DIRECTIONS FOR THIS TASK:
Each line from the one containing "of the front" onward, through the end of the entries, is to be transcribed exactly; nothing else is to be included.

*** THE INPUT

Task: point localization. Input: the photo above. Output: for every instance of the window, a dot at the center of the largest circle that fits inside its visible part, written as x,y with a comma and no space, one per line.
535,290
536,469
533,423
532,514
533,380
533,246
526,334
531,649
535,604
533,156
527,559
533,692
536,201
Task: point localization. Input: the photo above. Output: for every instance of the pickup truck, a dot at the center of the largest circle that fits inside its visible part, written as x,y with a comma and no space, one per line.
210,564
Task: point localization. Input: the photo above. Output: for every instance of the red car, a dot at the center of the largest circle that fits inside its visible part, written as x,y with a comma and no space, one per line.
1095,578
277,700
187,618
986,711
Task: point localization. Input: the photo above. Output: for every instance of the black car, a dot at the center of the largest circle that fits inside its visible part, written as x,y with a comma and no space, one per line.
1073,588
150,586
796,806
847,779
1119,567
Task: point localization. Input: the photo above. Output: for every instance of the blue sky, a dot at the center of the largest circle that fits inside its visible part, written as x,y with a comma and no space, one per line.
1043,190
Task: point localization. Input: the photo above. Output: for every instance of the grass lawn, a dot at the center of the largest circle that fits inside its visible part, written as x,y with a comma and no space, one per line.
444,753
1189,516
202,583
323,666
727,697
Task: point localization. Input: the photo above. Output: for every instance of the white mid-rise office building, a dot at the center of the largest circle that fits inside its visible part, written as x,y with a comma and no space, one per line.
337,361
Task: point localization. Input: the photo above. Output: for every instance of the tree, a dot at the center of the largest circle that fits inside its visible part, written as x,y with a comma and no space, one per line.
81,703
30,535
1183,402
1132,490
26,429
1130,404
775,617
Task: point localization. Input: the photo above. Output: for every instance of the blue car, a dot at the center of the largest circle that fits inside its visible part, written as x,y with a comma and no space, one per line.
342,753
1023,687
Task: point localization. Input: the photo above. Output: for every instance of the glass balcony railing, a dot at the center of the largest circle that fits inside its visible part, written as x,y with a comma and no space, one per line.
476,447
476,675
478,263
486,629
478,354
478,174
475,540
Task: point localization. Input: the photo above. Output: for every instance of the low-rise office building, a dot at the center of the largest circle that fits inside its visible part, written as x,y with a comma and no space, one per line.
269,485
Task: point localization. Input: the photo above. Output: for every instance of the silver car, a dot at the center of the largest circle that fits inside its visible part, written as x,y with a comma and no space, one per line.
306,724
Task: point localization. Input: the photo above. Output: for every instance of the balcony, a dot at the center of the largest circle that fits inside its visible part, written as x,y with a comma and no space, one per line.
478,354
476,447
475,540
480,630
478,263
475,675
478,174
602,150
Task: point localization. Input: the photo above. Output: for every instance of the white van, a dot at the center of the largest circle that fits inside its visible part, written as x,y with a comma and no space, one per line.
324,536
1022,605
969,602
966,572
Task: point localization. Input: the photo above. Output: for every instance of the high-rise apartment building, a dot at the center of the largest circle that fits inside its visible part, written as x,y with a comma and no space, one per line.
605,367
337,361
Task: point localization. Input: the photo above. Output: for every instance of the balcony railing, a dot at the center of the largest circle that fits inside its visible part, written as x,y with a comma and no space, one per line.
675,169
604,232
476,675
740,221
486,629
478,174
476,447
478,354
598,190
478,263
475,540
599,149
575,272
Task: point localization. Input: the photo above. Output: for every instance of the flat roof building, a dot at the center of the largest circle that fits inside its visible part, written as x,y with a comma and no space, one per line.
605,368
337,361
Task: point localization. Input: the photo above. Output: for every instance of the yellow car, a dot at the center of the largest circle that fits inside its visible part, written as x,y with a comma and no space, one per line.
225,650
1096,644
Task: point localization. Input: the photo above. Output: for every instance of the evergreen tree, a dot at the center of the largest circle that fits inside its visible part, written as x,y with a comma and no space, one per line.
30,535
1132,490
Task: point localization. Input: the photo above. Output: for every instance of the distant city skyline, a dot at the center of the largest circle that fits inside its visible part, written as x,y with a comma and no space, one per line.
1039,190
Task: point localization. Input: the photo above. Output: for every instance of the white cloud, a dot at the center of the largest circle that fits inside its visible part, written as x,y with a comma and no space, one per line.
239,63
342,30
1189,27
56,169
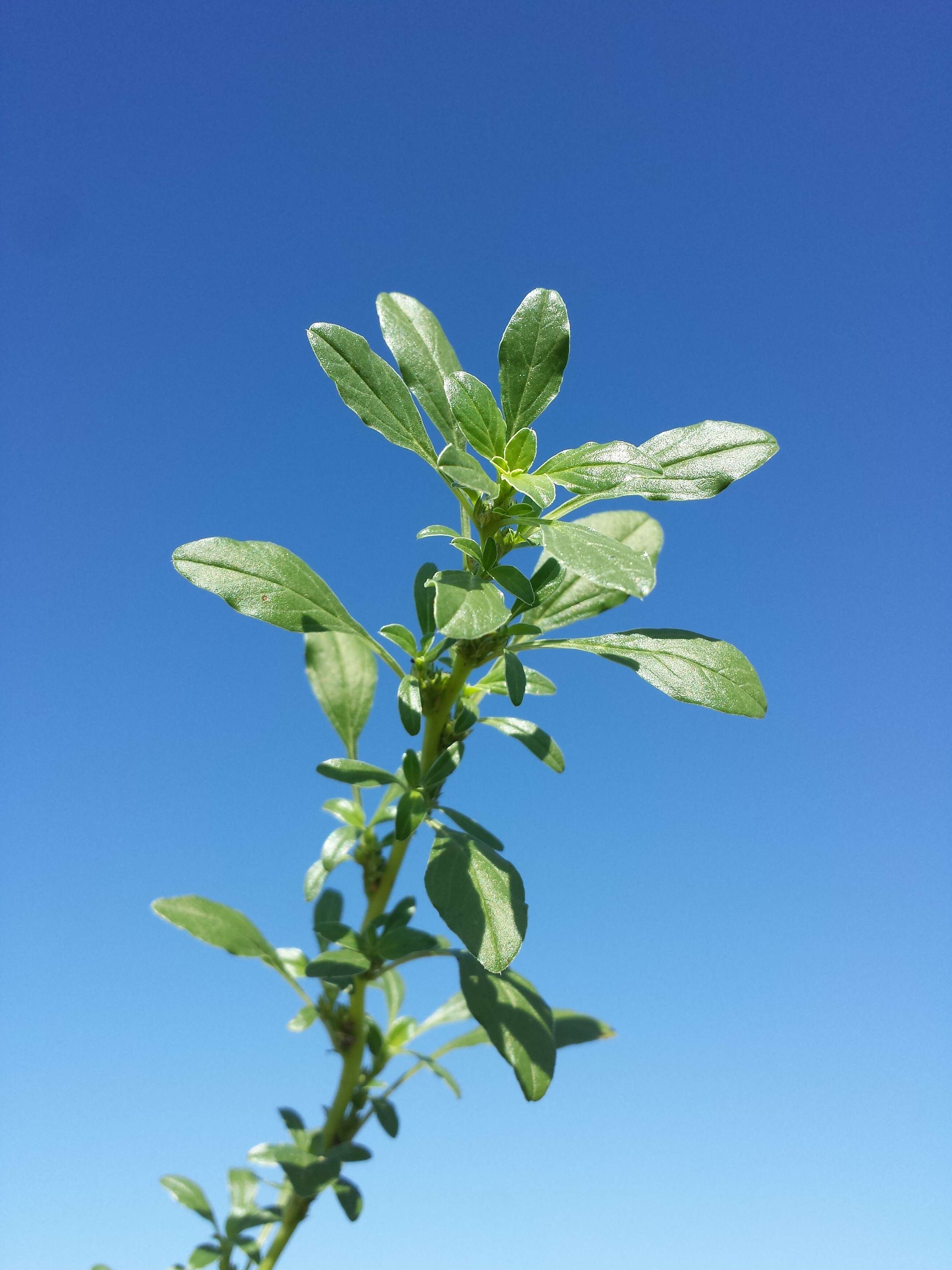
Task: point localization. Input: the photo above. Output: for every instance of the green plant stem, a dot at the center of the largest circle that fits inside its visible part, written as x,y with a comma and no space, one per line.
296,1208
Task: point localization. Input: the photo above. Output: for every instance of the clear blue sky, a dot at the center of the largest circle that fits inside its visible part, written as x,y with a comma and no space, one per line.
747,210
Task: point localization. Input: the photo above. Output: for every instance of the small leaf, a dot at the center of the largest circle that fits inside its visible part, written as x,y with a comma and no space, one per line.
217,925
468,606
402,637
536,685
335,850
597,557
352,771
372,389
464,470
443,765
423,353
479,896
412,812
190,1194
338,966
688,667
477,414
409,704
473,829
540,489
514,677
531,736
514,582
521,450
343,675
518,1023
424,599
350,1197
243,1191
388,1117
573,1029
532,357
304,1019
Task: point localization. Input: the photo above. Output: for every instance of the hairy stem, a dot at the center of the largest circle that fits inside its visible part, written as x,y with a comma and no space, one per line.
296,1208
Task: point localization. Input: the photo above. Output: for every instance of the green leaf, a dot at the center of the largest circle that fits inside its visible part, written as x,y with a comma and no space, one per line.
402,637
443,765
328,909
477,413
409,704
352,771
480,897
535,740
473,829
388,1117
574,1029
607,469
391,985
452,1011
521,450
217,925
412,812
243,1191
532,357
423,353
688,667
514,677
536,685
204,1255
468,606
343,675
350,1197
338,966
518,1023
190,1194
424,599
372,389
304,1019
570,597
597,557
514,582
464,470
264,581
539,488
335,850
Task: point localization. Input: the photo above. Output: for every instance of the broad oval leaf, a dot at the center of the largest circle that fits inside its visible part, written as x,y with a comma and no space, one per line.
468,606
683,665
535,740
576,1029
216,924
517,1020
570,597
597,557
372,389
477,414
190,1194
480,897
343,676
532,357
464,470
423,353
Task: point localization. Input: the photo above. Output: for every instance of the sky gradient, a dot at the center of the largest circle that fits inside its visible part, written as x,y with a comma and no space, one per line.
747,211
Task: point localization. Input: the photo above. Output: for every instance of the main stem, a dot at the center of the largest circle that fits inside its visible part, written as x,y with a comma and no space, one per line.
296,1208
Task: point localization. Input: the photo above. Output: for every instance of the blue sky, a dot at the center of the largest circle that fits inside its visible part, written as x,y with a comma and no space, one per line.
747,211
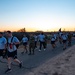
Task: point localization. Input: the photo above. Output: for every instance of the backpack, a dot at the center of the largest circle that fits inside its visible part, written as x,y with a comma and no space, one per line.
17,46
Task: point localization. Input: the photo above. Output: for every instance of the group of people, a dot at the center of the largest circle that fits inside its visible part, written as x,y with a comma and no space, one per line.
8,47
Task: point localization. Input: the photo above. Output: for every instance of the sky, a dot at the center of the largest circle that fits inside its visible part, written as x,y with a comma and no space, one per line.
45,15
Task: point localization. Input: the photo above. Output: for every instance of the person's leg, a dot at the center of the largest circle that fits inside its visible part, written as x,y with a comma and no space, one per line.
25,48
64,44
29,49
44,45
9,65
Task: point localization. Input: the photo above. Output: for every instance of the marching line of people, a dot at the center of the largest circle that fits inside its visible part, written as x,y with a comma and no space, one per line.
8,47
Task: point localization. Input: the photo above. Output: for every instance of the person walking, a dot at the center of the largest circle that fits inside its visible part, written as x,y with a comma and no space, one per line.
3,43
42,41
25,42
12,50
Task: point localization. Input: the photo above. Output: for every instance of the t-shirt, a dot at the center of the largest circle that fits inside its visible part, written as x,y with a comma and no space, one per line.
15,40
64,37
24,39
3,41
41,38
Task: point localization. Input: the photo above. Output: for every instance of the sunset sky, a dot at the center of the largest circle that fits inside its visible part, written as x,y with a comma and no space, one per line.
46,15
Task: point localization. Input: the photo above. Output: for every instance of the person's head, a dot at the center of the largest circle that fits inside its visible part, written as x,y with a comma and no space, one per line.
24,35
1,34
9,33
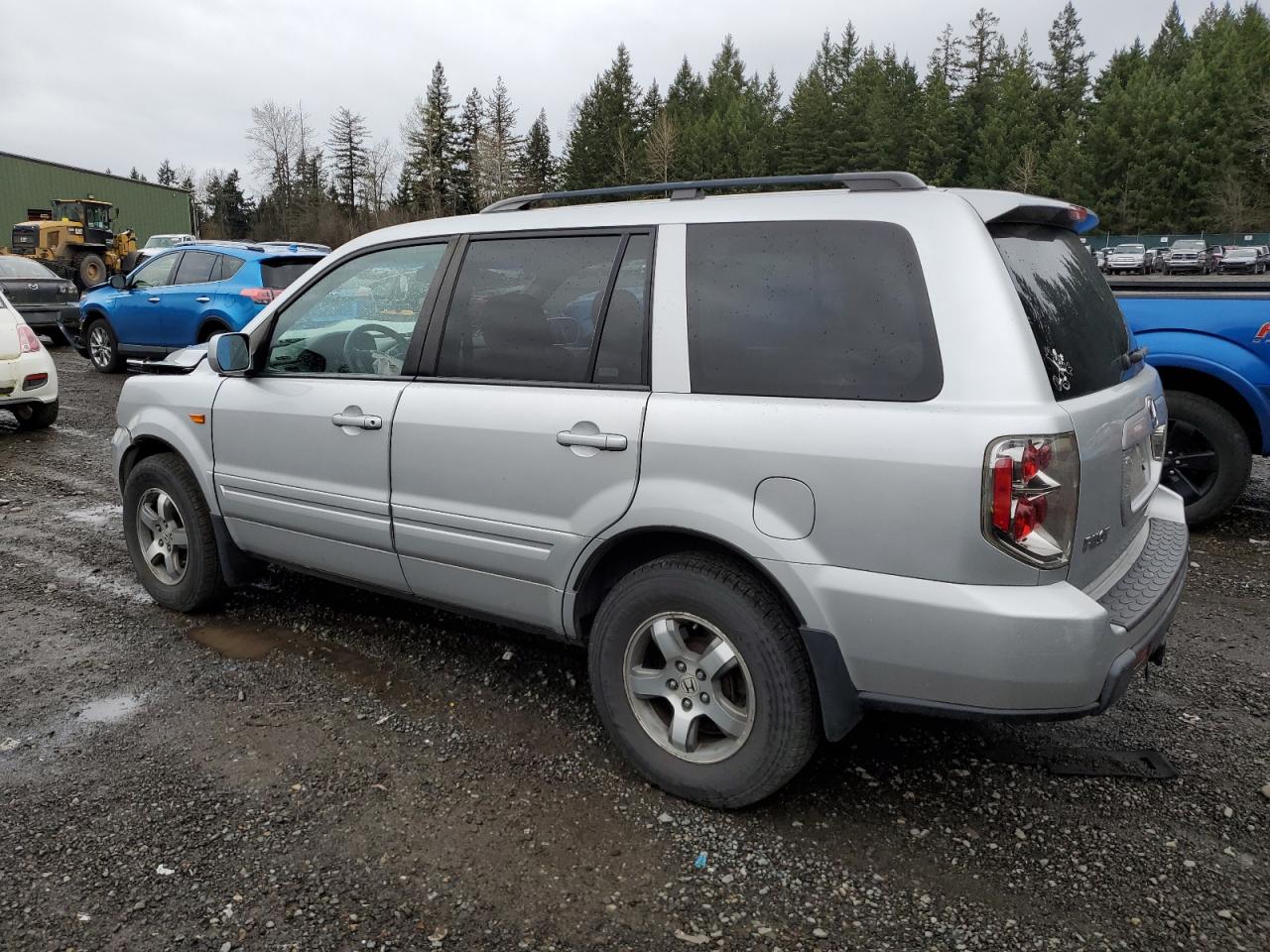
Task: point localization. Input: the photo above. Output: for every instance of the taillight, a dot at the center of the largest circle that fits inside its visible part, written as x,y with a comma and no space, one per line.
27,340
261,296
1029,497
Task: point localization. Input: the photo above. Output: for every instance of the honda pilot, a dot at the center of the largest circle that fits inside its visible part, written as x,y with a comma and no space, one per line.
775,458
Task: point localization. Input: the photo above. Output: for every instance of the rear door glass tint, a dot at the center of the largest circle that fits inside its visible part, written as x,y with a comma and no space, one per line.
280,272
194,268
1075,318
816,308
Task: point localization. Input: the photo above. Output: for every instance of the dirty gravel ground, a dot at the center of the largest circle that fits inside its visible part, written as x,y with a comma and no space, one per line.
318,769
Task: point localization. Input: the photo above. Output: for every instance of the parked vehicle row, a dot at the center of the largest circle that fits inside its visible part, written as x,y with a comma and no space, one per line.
28,379
182,296
595,421
1184,257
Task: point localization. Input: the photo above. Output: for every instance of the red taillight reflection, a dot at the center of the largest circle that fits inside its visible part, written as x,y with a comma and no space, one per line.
1002,492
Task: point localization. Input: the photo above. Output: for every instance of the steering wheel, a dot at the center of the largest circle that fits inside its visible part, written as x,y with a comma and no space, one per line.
361,347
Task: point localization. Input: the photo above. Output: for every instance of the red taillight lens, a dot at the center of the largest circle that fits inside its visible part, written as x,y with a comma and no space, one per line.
261,296
27,340
1030,494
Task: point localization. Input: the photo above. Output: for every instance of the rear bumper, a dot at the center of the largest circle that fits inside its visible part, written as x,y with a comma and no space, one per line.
1008,652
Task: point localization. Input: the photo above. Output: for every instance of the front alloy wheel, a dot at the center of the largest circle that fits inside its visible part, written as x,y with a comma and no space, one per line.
689,687
162,536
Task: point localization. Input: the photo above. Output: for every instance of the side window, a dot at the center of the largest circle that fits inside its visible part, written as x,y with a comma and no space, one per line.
624,338
358,317
194,268
227,268
527,308
157,273
815,308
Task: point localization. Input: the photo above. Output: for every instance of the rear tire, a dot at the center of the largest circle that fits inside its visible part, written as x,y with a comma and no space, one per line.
90,271
103,347
36,416
708,603
175,555
1205,434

******

REPLY:
Task: point localization. Input: the photo above. Output: for every instance of the front alloy wheel, a dot at the center of the largest circle that fits inside its visible part, written as x,y with a comma and no space, one per line.
689,687
162,536
Task: point localization. Input: the photo above. Output: for every instance of the side window, a dot at the center of the largest circle that fits inside its visible part, written as x,y with a comma and no space, one per line.
624,338
358,317
194,268
227,268
527,308
157,273
815,308
Task: point localization. Input: the photo above. Output: for every instance of the rear tire, a dot at the center of the largest circle that fits inside its visible part, written as x,y with a comma and no space, one per line.
90,271
103,347
36,416
708,603
175,555
1205,434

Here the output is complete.